READING TEXT -
*-*-*

In: Operations Management
American Express's Relationship Care strategy has at a general level given the company's customer service agents more control and purpose in their jobs. However, that overarching strategy is supported by a number of specific rewards and policies. From an extrinsic perspective, the company has instituted a pay for performances system that ties incentives to customer satisfaction surveys. In particular, the company tracks the degree to which customers would recommend the company to their friends. Agents get their survey results 5-7 days after a given call and can check how their results compare to those of their peers. Rewards are doled out every two weeks, giving agents the ability to connect their behavior to the bonuses they receive. Although agents start out at a salary of $30,000 these rewards can add up to 35 percent of their base. Such aggressive incentives have increased compensation costs for American Express, but those increases have been offset by lower turnover levels. The incentives are paying off according to other metrics as well. Survey studies show that 82 percent of American Express customers are aware of their card services, above the 70 percent industry average. Most importantly, the strategies have been credited with an 8-10 percent boost in member spending.

*-*-*

DATA SHOWN -

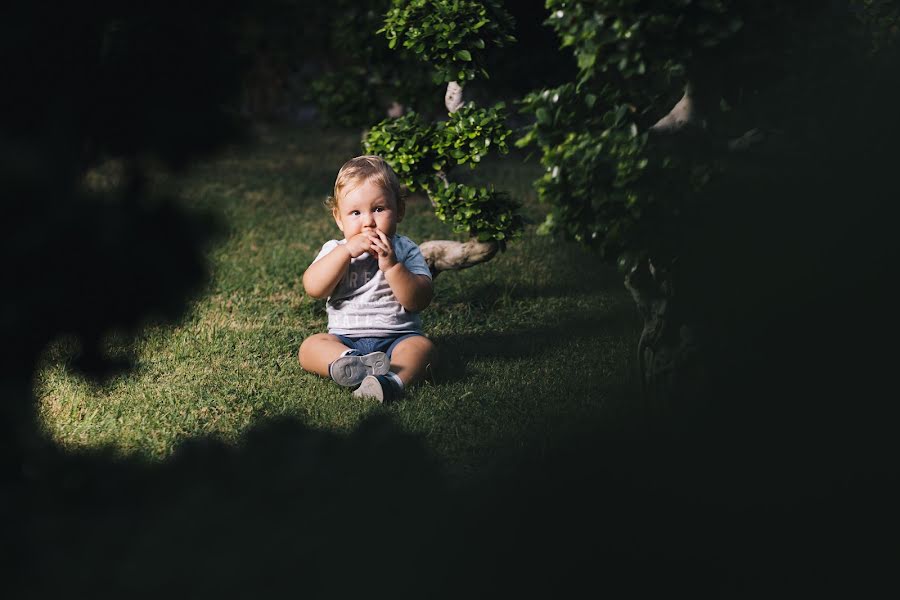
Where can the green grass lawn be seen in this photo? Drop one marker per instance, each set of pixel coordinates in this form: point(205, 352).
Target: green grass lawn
point(537, 339)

*-*-*

YOUR GOAL - Pick up the reading text on American Express's customer service rewards after its final sentence and keep writing it. The listing can be ignored.

EXPECTED ANSWER -
Some compensation experts worry that these sorts of pay for performance programs can have a downside. Traditionally, having a lot of data on employees was synonymous with objectifying them, notes one experts. Fortunately, American Express has supplemented its extrinsic rewards with some intrinsic ones. Symbolically, the company changed agents titles from customer care representative to customer care professional. The company also provided agents with business cards for the first time, echoing that professional labeling. Agents were also given more flexible scheduling, which is unusual in call center jobs. These sorts of steps are meant to signal that customer service agents are not part of some back office cost center, but rather a unit that is critical to firm success.
Of course, such rewards cannot be effective if agents lack the competence and confidence to attain them. To supply high levels of both, American Express shifted its recruiting efforts to focus on individuals with hospitality backgrounds, not merely call center experience. The company also shifted its training resources from technical skills to interpersonal skills. In addition, if agents struggle, the company steps in to help. Such agents are given access to additional training, as well as coaching from supervisors and experts in their area. They're then given incremental goals to try to improve bit by bit over time. Thomas Parker, vice president of human resources, notes that such steps can save may struggling agents. our success rate is well over 50 to 60 percent, Parker said. The end result of these strategies is care agents who have the ability and the motivation to handle the unexpected when it arises. Wendy Fondrin, in the Phoenix service center, is one such agent. She spoke with a card holder who had lost her card at the same time her mother passed away. The lady was in hysteria, Fondrin notes. She needed to make funeral arrangements immediately. Fondrin arraged to have a card delivered that same day, with American Express picking up the $500 charge. The loyalty and that refer friend is worth that money, Fondrin summarizes.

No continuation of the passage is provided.